**Source records**

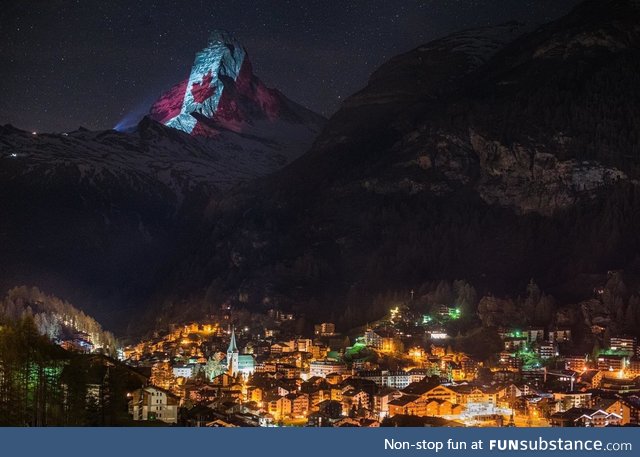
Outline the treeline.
[0,286,118,356]
[0,315,146,426]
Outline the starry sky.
[0,0,578,132]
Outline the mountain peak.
[149,30,324,137]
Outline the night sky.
[0,0,578,132]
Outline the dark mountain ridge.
[142,0,640,330]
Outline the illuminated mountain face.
[150,32,305,136]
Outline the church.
[227,329,256,379]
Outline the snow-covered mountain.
[0,33,325,332]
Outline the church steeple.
[227,328,240,376]
[227,327,238,353]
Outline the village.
[119,305,640,427]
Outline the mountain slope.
[0,35,324,330]
[144,0,640,328]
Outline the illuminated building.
[364,329,402,352]
[553,392,591,412]
[358,369,429,389]
[609,336,637,356]
[564,355,587,372]
[227,329,256,378]
[549,328,571,343]
[314,322,336,336]
[597,353,628,371]
[129,386,179,424]
[309,360,347,378]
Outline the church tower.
[227,328,240,376]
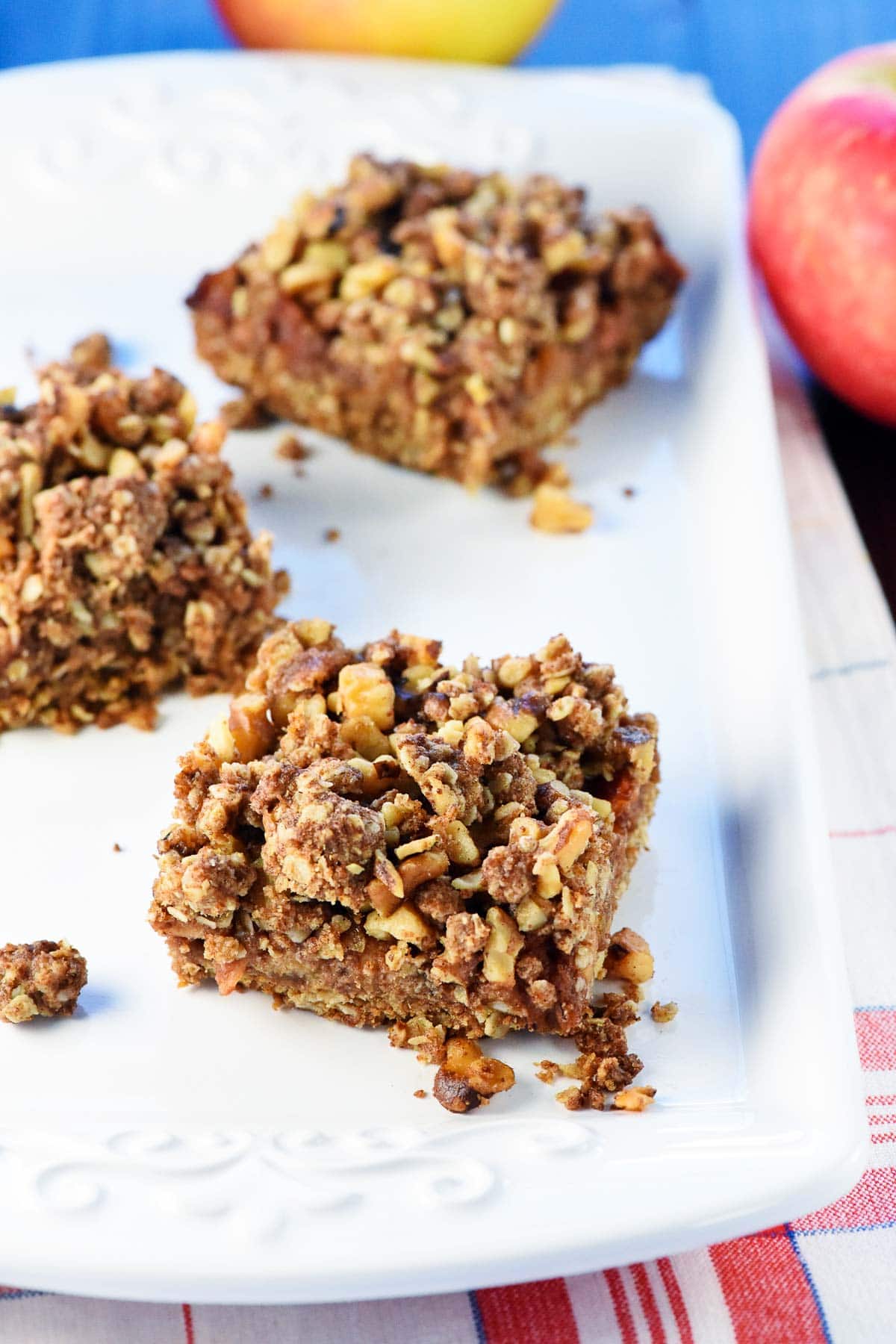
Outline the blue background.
[0,0,896,153]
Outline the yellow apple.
[217,0,556,62]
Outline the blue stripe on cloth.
[466,1293,488,1344]
[792,1218,896,1236]
[809,659,889,682]
[785,1223,833,1344]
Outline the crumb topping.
[188,155,684,494]
[0,341,286,731]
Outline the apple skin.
[750,42,896,425]
[215,0,556,62]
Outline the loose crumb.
[535,1059,560,1087]
[276,434,311,462]
[529,482,594,532]
[612,1087,657,1110]
[0,939,87,1025]
[388,1018,516,1116]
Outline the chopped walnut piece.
[432,1065,482,1116]
[188,155,684,494]
[603,929,653,985]
[612,1087,657,1110]
[535,1059,560,1086]
[432,1036,516,1113]
[529,482,594,532]
[0,941,87,1024]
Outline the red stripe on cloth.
[853,1008,896,1071]
[476,1278,579,1344]
[603,1269,638,1344]
[791,1166,896,1233]
[657,1255,693,1344]
[827,825,896,840]
[709,1235,825,1344]
[632,1265,666,1344]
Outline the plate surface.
[0,54,864,1302]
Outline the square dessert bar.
[0,336,284,731]
[150,621,659,1036]
[188,156,684,494]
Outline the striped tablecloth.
[0,338,896,1344]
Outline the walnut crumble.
[150,620,659,1048]
[188,155,684,494]
[0,335,286,731]
[0,941,87,1024]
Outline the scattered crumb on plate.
[529,481,594,532]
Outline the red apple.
[750,42,896,425]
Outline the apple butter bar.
[150,620,659,1036]
[188,155,684,494]
[0,335,284,731]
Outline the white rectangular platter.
[0,55,862,1302]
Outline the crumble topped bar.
[0,335,286,731]
[188,155,684,494]
[150,620,659,1043]
[0,941,87,1024]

**Aim of the task**
Reproduce every line above without changes, leaving out the pictures.

**Final answer**
Outline the treeline.
[0,286,118,356]
[0,315,146,426]
Outline the starry sky.
[0,0,578,132]
Outline the mountain peak.
[149,30,324,137]
Outline the night sky.
[0,0,578,132]
Outline the dark mountain ridge.
[142,0,640,330]
Outline the illuminated mountain face.
[150,32,305,136]
Outline the church.
[227,329,256,379]
Outline the snow-covered mountain.
[0,33,325,332]
Outline the church steeple.
[227,328,240,376]
[227,327,238,353]
Outline the village.
[119,305,640,427]
Outline the mountain slope.
[0,35,324,330]
[144,0,640,328]
Outline the illuminated building.
[364,329,402,352]
[553,392,591,412]
[358,369,429,389]
[609,336,637,356]
[564,355,587,372]
[227,329,256,378]
[549,328,571,343]
[314,322,336,336]
[597,353,628,371]
[129,386,179,424]
[309,360,347,378]
Outline the church tower.
[227,328,240,376]
Outline the blue background.
[0,0,896,153]
Outline the yellow apple.
[217,0,556,62]
Outline the blue stripe on cloth.
[466,1293,488,1344]
[792,1218,896,1236]
[809,659,889,682]
[785,1223,833,1344]
Outline the crumb topping.
[188,155,684,494]
[0,341,286,731]
Outline the apple skin.
[750,42,896,425]
[215,0,556,62]
Outline the loose crumb.
[535,1059,560,1087]
[276,434,311,462]
[529,482,594,532]
[612,1087,657,1110]
[0,939,87,1025]
[388,1018,516,1116]
Outline the chopped walnut piece.
[432,1065,482,1116]
[188,155,684,494]
[603,929,653,985]
[612,1087,657,1110]
[535,1059,560,1086]
[432,1036,516,1113]
[529,482,594,532]
[0,941,87,1024]
Outline the red stripe on cloth.
[853,1008,896,1071]
[476,1278,579,1344]
[603,1269,638,1344]
[791,1166,896,1233]
[657,1255,693,1344]
[827,825,896,840]
[709,1235,825,1344]
[632,1265,666,1344]
Outline the plate surface.
[0,54,864,1302]
Outline the square dessert bar.
[0,336,284,731]
[150,621,659,1036]
[188,156,684,494]
Outline the striped tablecloth.
[0,338,896,1344]
Outline the walnut crumble.
[150,620,659,1048]
[188,155,684,494]
[0,335,286,731]
[0,941,87,1024]
Outline the scattered crumb on plate.
[529,481,594,532]
Outline the red apple.
[750,42,896,425]
Outline the apple butter bar.
[150,620,659,1036]
[188,155,684,494]
[0,335,284,731]
Outline the white rectangular platter.
[0,55,862,1302]
Outline the crumble topped bar.
[0,335,286,731]
[188,155,684,494]
[150,620,659,1043]
[0,941,87,1024]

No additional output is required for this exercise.